== Texte source

• en rigolant dans la rigole

     A la boulangerie, on attend toujours sur le trottoir, pour peu qu'il y ait plus de deux personnes, c'est à dire dans la rigole puisque le trottoir est presque inexistant. C'est dire comme c'est petit, cette boulangerie !  et le boulanger qui l'a aménagée comme si c'était une grande ! Comme il le clame, c'est le pain qui est la vedette, pas ceux qui l'achètent. C'est pas un diplomate, ce boulanger. Faut dire qu'il n'en a rien à foutre de ce qu'on pense de lui. Son pain est bon donc ça se presse devant l'échoppe.




    Ce matin, il y avait une petite femme attendant dans l'entrée, moitié dedans-moitié dehors, habillée en baba cool syle maison de la culture plutôt que retour aux champs, et parlait beau et bien à la cliente devant moi, qui me tournait le dos. Elle lui murmurait très fort en baissant la tête comme si elle chuchotait : « Les femmes, faut pas leur faire confiance... Jamais. Moi, j'ai toujours vécue entourée d'hommes et croyez-moi, je ne l'ai pas regretté... ni eux non plus, remarquez... C'est pas ce que vous pouvez croire... des galipettes... » elle fit un grand mouvement souple du bras et de la main aux longs doigts manucurée rouge sang pour mieux expliciter les « galipettes ». Elle avait, soixante... soixante-dix... peut-être même quatre-vingt, sa peau était si parcheminée, visage, bras dénudés. Difficile de dire cependant car elle se tenait droite et souple à la fois, faut dire qu'elle était de petite taille et qu'elle n'avait pas envie de perdre des centimètres. Deux longues tresses très épaisses, très longues, très noires dont on pouvait penser qu'elles étaient ajoutées (peut-être les siennes dans une vie d'avant à moins qu'elles ne les aient achetés au cours de voyages exotiques, en Inde par ex, premiers fournisseurs de cheveux dans le monde) encadraient son visage puis sa poitrine largement décolletée mais où l'on ne pouvait voir la naissance des seins qui gonflaient pourtant corsage et boléro, sans doute des bonnets ampliforme pour le relief et c'est vrai que c'était joli à voir, mettait en valeur le gilet  brodé, le volanté mousseux du corsage.

====
== Extrait de données

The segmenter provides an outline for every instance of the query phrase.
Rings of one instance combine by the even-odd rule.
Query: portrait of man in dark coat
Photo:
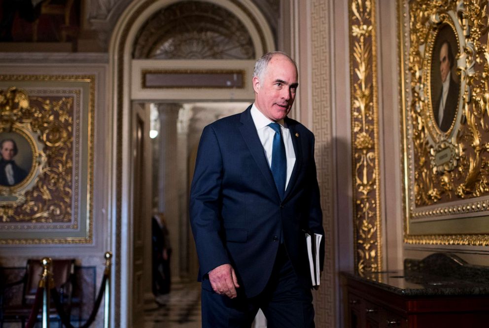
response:
[[[19,152],[17,144],[13,139],[4,139],[0,141],[0,185],[13,186],[22,182],[28,172],[16,164],[14,157]]]
[[[433,103],[433,113],[440,130],[447,132],[452,126],[458,106],[458,84],[452,74],[454,62],[454,53],[447,40],[442,42],[439,58],[441,92]]]

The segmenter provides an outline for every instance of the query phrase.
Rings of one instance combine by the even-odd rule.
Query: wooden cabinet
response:
[[[344,275],[348,327],[489,327],[489,295],[435,295]],[[438,291],[443,294],[443,289]],[[454,294],[453,288],[445,290]],[[426,295],[430,294],[431,295]]]

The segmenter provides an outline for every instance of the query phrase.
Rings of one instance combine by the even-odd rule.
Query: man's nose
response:
[[[290,97],[291,97],[290,95],[290,89],[286,88],[284,88],[283,90],[282,91],[281,96],[282,98],[283,98],[284,100],[288,100],[289,99],[290,99]]]

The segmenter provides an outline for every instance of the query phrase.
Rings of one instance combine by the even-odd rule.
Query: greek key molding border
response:
[[[331,45],[326,37],[332,34],[332,24],[326,22],[330,21],[333,6],[331,0],[313,0],[311,7],[314,8],[311,11],[313,131],[315,136],[315,157],[325,233],[324,270],[321,277],[321,288],[314,294],[314,321],[318,327],[334,327],[337,325],[337,288],[333,185],[332,72],[329,56]]]

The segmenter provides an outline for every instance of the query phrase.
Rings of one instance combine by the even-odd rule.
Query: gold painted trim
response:
[[[86,237],[60,237],[54,238],[25,238],[15,239],[6,238],[0,239],[0,245],[27,245],[27,244],[91,244],[93,238],[93,173],[94,173],[94,151],[95,127],[95,76],[94,75],[0,75],[0,81],[7,81],[15,82],[15,81],[32,81],[32,82],[86,82],[88,83],[88,140],[87,155],[87,163],[88,167],[87,171],[87,225]],[[67,85],[64,86],[66,88],[70,87]],[[79,94],[79,91],[76,90],[73,93]],[[78,101],[80,101],[79,97]],[[79,107],[80,110],[82,109]],[[73,135],[73,137],[75,137]],[[79,141],[79,140],[78,140]],[[77,201],[77,199],[74,201]],[[28,229],[29,231],[35,230],[35,229],[30,228],[29,224],[26,223],[15,223],[6,225],[3,229],[5,230],[10,229],[22,229],[23,228]],[[77,220],[74,220],[73,224],[66,225],[60,223],[55,224],[46,223],[39,225],[39,229],[76,229],[78,226]]]
[[[489,246],[489,234],[422,234],[404,236],[406,244]]]
[[[353,239],[360,273],[383,266],[376,5],[350,0],[349,6]]]
[[[472,144],[477,145],[477,147],[474,147],[474,149],[477,152],[478,159],[479,155],[482,158],[483,151],[487,147],[487,144],[484,143],[484,136],[482,135],[484,131],[479,129],[478,124],[475,122],[477,121],[480,123],[486,119],[481,113],[475,114],[475,112],[478,109],[474,107],[476,105],[480,105],[479,103],[482,103],[482,101],[480,101],[481,99],[489,94],[488,94],[486,79],[485,78],[483,78],[482,80],[481,79],[481,74],[487,75],[486,70],[487,66],[486,66],[486,68],[484,68],[485,70],[483,73],[482,71],[483,68],[481,66],[474,66],[472,64],[477,61],[476,60],[477,56],[483,55],[486,58],[489,56],[487,52],[487,45],[484,44],[485,41],[481,42],[478,38],[481,37],[484,33],[486,33],[486,36],[487,35],[487,17],[482,11],[478,11],[482,10],[482,8],[471,0],[458,1],[456,3],[454,2],[444,3],[443,6],[436,6],[436,8],[430,7],[435,5],[427,0],[424,1],[418,0],[418,2],[421,2],[422,5],[426,4],[427,6],[426,10],[431,13],[429,15],[427,15],[427,17],[429,16],[431,26],[427,28],[437,26],[440,23],[449,24],[454,31],[459,45],[463,48],[460,50],[460,58],[463,58],[464,60],[462,62],[459,61],[457,63],[458,69],[461,71],[459,101],[463,100],[464,102],[461,104],[459,104],[458,110],[460,112],[459,115],[461,115],[461,119],[457,118],[455,120],[454,126],[453,124],[446,134],[453,136],[455,140],[455,138],[458,137],[456,134],[465,133],[466,135],[467,135],[466,131],[470,129],[470,133],[468,135],[473,136],[474,142]],[[413,96],[414,90],[417,85],[417,84],[419,84],[419,81],[417,80],[419,76],[422,76],[423,80],[425,81],[423,83],[427,83],[425,75],[419,75],[419,67],[422,66],[423,68],[423,74],[428,74],[427,69],[430,67],[428,64],[430,64],[430,62],[424,63],[421,66],[415,66],[414,65],[411,63],[419,62],[418,57],[419,55],[417,52],[418,48],[412,50],[410,49],[408,46],[413,42],[413,38],[415,39],[424,38],[423,39],[425,40],[427,44],[423,48],[424,56],[427,56],[426,54],[431,55],[433,45],[432,43],[436,35],[428,35],[429,33],[431,32],[428,30],[424,30],[425,27],[421,26],[422,25],[420,25],[417,22],[412,23],[410,20],[410,14],[412,9],[410,7],[410,4],[412,4],[413,3],[415,4],[417,3],[416,2],[410,2],[408,0],[397,0],[397,15],[399,22],[397,42],[399,52],[398,59],[400,62],[400,73],[401,77],[399,81],[399,90],[401,97],[402,104],[400,110],[402,111],[402,126],[401,133],[403,158],[402,170],[403,175],[402,197],[404,226],[404,241],[407,244],[419,245],[489,246],[489,234],[483,233],[485,231],[485,229],[484,229],[485,227],[482,226],[480,228],[478,227],[478,229],[473,229],[473,231],[471,231],[473,233],[469,233],[454,234],[444,233],[443,231],[444,227],[445,227],[443,225],[444,219],[449,218],[453,221],[457,220],[470,219],[476,216],[480,217],[481,214],[485,215],[487,211],[489,210],[489,200],[487,199],[487,195],[481,194],[480,197],[476,197],[477,195],[473,191],[468,189],[467,194],[462,194],[463,197],[460,197],[455,200],[457,201],[444,203],[437,203],[435,202],[431,204],[422,206],[419,208],[416,208],[413,192],[411,190],[412,187],[410,184],[413,183],[414,180],[414,178],[411,176],[411,172],[414,170],[416,170],[414,162],[415,159],[413,155],[414,146],[412,145],[413,142],[412,133],[413,130],[415,129],[415,126],[420,123],[419,122],[413,121],[413,115],[411,114],[411,112],[414,110],[413,108],[418,104],[418,103],[420,103],[421,106],[424,105],[428,107],[426,109],[421,107],[420,109],[421,112],[425,112],[425,111],[427,110],[428,114],[429,115],[428,121],[429,122],[432,121],[433,117],[431,113],[432,104],[431,102],[431,88],[429,87],[429,86],[427,87],[428,92],[424,93],[426,94],[423,95],[424,98],[421,98],[422,101],[417,100],[420,98],[419,95]],[[433,8],[436,10],[432,11],[431,9]],[[449,10],[453,10],[454,12],[455,13],[455,16],[458,19],[454,20],[454,16],[450,16],[451,14],[448,13]],[[441,13],[441,14],[440,12]],[[483,18],[484,19],[476,19],[477,17]],[[484,20],[484,19],[486,20]],[[468,24],[469,22],[475,21],[478,23],[474,25]],[[410,30],[410,27],[415,25],[419,30],[418,34],[414,32],[412,32]],[[459,25],[461,29],[459,31],[455,27],[455,26],[458,27]],[[458,33],[457,31],[459,31]],[[412,35],[412,33],[413,35]],[[416,44],[417,45],[418,43]],[[485,61],[483,62],[485,62]],[[460,66],[461,64],[461,66]],[[478,70],[478,69],[479,70]],[[483,83],[481,83],[481,82]],[[466,85],[464,84],[465,82]],[[485,87],[484,83],[485,83]],[[427,84],[429,85],[429,83]],[[417,89],[416,90],[417,92],[418,89]],[[418,97],[418,98],[416,97]],[[414,101],[413,99],[417,100],[417,102]],[[480,101],[479,103],[477,103],[478,100]],[[477,120],[475,119],[476,118]],[[461,121],[461,123],[459,122],[458,120]],[[459,123],[459,126],[458,125]],[[439,129],[436,127],[428,126],[427,130],[429,133],[428,141],[431,142],[429,139],[430,137],[436,140],[442,139],[443,137],[443,133],[440,133]],[[469,138],[469,141],[471,140],[471,138]],[[487,136],[485,140],[487,140]],[[469,145],[467,148],[471,147],[471,141],[466,144]],[[456,144],[457,147],[460,149],[465,147],[460,143],[458,140],[456,140]],[[471,158],[469,159],[472,160]],[[476,169],[478,167],[476,162],[476,161],[474,161],[474,164],[470,163],[470,166],[468,163],[465,164],[458,164],[457,165],[460,167],[457,169],[461,172],[461,174],[469,172],[469,174],[467,174],[467,179],[469,179],[469,176],[482,174],[483,172],[477,172]],[[472,174],[470,174],[471,173]],[[468,182],[466,182],[461,187],[464,187],[468,184],[469,184]],[[472,194],[471,194],[471,192]],[[475,213],[479,213],[479,214],[472,215]],[[436,228],[438,230],[439,227],[440,233],[414,234],[411,233],[412,231],[410,231],[411,224],[418,222],[421,223],[426,220],[433,223],[440,220],[439,223],[437,224],[439,225],[436,226]],[[414,229],[414,226],[412,228]],[[447,230],[446,231],[449,232],[449,230]]]
[[[147,74],[211,74],[219,75],[222,74],[241,74],[242,78],[243,86],[242,87],[216,87],[216,86],[185,86],[179,87],[173,86],[148,86],[146,85],[146,75]],[[193,89],[245,89],[246,87],[247,77],[246,71],[244,69],[142,69],[141,70],[141,89],[179,89],[188,90]]]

====

--- Consigne ---
Continuez le récit de la boulangerie ci-dessus à partir de sa dernière phrase.

--- Réponse ---
     Elle avait la taille si fine au-dessus du pantalon ample et ses petits pieds en sandalette prenaient un air mignon, surprenant, pas maigres, osseux et déformés ou tout gonflés comme ceux d'une femme de son âge. Non, c'était de petits pieds curieux, courts et lisses, avec de tous petits orteils un peu ramassés sur eux-mêmes, un peu boudinés mais inexplicablement jeunes. Je me suis dit soudain qu'elle devait être danseuse, presque une certitude vérifiée en observant les muscles étirés du cou.




    Elle continuait à parler à l'autre femme : « Non, les femmes rien à faire... Tenez, ma sœur, mon unique sœur... et bien, elle m'en veut... vous ne pouvez pas savoir... la rivalité...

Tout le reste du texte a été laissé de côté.